#### What to work on
Locate each row below that contains the word "black", and copy those rows out in full.

#### Data lines
◇ ◇ ◇ ◇ ◇ ◇ ◇
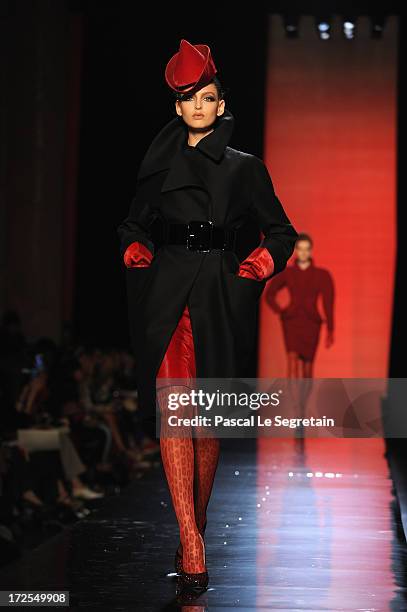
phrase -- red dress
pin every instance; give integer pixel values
◇ ◇ ◇ ◇ ◇ ◇ ◇
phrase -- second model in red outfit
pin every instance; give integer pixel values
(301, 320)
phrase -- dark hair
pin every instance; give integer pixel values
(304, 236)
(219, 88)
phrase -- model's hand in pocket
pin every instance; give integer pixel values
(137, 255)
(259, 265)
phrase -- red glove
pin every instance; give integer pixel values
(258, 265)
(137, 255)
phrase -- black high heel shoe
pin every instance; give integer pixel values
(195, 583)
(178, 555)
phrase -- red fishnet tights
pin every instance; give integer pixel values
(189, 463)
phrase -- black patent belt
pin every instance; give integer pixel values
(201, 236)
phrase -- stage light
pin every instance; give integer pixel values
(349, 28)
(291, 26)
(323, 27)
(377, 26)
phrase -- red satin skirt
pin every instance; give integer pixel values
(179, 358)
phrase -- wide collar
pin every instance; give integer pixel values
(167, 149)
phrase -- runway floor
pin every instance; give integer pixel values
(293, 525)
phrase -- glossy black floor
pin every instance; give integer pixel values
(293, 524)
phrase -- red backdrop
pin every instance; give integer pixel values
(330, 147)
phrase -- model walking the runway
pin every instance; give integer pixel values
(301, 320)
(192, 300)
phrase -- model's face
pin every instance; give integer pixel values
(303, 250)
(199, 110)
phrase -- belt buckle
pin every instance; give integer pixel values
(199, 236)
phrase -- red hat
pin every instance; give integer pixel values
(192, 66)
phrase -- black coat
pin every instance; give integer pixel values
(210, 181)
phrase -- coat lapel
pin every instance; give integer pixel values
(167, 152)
◇ ◇ ◇ ◇ ◇ ◇ ◇
#### Answer below
phrase -- black high heel shoe
phrase -- black patent belt
phrase -- glossy black floor
phrase -- black coat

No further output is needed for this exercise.